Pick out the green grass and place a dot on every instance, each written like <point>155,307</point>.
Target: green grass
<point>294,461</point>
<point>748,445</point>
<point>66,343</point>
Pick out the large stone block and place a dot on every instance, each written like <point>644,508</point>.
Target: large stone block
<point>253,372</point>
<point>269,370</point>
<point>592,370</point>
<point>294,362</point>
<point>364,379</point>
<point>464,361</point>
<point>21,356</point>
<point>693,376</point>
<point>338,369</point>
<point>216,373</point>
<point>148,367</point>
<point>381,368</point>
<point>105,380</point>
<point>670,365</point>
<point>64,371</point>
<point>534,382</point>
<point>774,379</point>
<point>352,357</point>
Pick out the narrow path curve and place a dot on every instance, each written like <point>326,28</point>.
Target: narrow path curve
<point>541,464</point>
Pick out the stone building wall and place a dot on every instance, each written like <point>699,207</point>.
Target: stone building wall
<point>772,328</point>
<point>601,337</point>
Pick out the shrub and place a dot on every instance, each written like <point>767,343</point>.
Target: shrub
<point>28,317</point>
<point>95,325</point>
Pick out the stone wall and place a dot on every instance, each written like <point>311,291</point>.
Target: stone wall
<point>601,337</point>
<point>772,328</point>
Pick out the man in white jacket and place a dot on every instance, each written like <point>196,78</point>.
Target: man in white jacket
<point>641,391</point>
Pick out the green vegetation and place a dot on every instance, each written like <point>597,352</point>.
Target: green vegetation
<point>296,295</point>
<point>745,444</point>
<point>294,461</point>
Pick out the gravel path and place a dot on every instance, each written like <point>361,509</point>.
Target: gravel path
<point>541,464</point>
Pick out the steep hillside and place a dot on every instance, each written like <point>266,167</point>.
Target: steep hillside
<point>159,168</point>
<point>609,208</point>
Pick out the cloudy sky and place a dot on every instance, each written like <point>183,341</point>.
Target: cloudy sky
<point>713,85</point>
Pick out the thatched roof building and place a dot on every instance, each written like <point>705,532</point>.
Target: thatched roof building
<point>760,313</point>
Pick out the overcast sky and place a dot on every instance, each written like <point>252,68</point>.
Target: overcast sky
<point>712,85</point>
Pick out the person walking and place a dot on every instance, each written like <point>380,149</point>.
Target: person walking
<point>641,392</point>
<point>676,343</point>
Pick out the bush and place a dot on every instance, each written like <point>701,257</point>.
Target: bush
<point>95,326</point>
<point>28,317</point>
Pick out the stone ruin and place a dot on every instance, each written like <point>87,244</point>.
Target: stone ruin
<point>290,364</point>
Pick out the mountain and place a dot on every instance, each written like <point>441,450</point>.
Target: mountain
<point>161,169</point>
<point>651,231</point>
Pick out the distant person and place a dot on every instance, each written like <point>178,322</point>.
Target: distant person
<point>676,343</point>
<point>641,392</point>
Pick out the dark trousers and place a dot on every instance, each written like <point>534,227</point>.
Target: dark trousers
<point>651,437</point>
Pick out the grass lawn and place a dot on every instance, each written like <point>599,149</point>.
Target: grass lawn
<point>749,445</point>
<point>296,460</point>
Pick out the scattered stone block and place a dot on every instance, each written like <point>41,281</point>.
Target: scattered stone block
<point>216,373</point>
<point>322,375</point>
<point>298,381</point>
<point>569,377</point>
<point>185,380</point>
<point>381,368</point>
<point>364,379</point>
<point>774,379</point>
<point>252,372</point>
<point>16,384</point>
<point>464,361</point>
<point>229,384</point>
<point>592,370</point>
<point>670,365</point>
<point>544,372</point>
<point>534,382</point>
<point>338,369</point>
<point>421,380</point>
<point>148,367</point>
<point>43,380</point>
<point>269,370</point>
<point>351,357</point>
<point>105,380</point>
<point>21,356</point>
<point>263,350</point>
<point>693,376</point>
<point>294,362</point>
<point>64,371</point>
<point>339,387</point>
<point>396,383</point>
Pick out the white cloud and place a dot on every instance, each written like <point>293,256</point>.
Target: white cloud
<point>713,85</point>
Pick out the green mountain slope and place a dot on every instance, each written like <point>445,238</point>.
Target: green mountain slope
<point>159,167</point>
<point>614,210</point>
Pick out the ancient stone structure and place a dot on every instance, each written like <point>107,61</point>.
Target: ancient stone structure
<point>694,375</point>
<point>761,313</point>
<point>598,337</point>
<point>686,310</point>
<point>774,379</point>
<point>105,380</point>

--*--

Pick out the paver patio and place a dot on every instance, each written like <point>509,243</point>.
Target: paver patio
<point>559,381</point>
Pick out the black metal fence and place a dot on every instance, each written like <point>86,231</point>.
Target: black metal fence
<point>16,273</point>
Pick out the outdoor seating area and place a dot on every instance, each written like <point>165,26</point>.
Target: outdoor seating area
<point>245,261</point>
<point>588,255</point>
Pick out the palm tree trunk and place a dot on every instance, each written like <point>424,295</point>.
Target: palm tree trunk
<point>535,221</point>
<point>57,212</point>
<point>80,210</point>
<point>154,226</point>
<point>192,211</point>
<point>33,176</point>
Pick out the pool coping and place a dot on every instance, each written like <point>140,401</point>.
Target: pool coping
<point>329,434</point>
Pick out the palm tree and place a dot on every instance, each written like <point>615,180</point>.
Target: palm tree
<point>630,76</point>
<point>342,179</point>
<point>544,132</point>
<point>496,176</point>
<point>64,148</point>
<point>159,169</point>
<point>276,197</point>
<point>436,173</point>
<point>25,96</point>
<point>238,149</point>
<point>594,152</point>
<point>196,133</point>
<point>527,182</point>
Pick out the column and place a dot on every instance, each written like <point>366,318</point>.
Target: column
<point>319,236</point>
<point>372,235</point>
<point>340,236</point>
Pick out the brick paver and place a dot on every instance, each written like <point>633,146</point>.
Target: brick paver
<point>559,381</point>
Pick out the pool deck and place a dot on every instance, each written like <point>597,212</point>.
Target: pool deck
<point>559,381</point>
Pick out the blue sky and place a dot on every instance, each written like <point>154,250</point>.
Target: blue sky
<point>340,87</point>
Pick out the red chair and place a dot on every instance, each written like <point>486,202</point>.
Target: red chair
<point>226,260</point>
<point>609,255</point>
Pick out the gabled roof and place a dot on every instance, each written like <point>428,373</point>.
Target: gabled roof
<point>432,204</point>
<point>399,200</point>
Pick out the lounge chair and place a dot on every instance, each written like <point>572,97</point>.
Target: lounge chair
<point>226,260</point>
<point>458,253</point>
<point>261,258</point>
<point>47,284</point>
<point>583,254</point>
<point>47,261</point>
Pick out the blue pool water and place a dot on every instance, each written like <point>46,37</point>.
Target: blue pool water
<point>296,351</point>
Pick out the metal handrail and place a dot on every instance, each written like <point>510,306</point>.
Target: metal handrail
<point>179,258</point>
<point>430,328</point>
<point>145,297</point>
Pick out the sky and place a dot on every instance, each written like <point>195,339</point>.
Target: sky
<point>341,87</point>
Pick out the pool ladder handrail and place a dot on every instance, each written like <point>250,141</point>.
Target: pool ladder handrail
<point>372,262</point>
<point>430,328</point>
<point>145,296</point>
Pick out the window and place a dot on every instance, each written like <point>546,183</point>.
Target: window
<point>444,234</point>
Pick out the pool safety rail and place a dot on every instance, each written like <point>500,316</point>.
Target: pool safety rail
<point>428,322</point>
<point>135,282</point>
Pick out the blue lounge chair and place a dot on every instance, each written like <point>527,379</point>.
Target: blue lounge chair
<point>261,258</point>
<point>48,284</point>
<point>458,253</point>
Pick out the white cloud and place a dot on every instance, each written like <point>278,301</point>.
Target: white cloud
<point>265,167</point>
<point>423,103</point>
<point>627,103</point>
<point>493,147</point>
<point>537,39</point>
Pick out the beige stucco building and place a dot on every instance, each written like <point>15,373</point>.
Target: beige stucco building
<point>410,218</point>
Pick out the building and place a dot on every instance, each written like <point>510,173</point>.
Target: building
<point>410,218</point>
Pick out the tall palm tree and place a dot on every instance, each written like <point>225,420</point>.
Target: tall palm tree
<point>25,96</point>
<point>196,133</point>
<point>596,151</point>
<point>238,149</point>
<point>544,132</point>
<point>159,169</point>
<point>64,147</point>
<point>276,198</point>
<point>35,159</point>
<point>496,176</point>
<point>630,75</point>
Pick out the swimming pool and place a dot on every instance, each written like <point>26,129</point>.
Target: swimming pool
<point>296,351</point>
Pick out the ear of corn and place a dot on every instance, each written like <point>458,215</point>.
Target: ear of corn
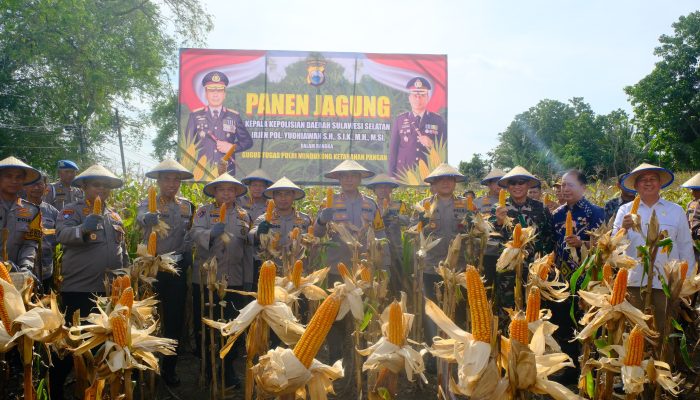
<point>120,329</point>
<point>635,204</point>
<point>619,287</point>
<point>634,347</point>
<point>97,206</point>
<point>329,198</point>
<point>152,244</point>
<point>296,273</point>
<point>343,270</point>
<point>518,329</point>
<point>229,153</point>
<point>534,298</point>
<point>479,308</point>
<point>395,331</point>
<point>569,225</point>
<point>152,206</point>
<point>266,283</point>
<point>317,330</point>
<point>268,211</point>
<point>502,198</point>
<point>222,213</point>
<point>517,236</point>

--*--

- _What you have to do_
Retype, character for character, the lines of the entries from the one containing "Pick out the green grass" through the one containing "<point>66,343</point>", including both of those lines.

- _Complete output_
Pick out the green grass and place a dot on every instance, each written like <point>155,307</point>.
Target: green grass
<point>294,461</point>
<point>748,445</point>
<point>66,343</point>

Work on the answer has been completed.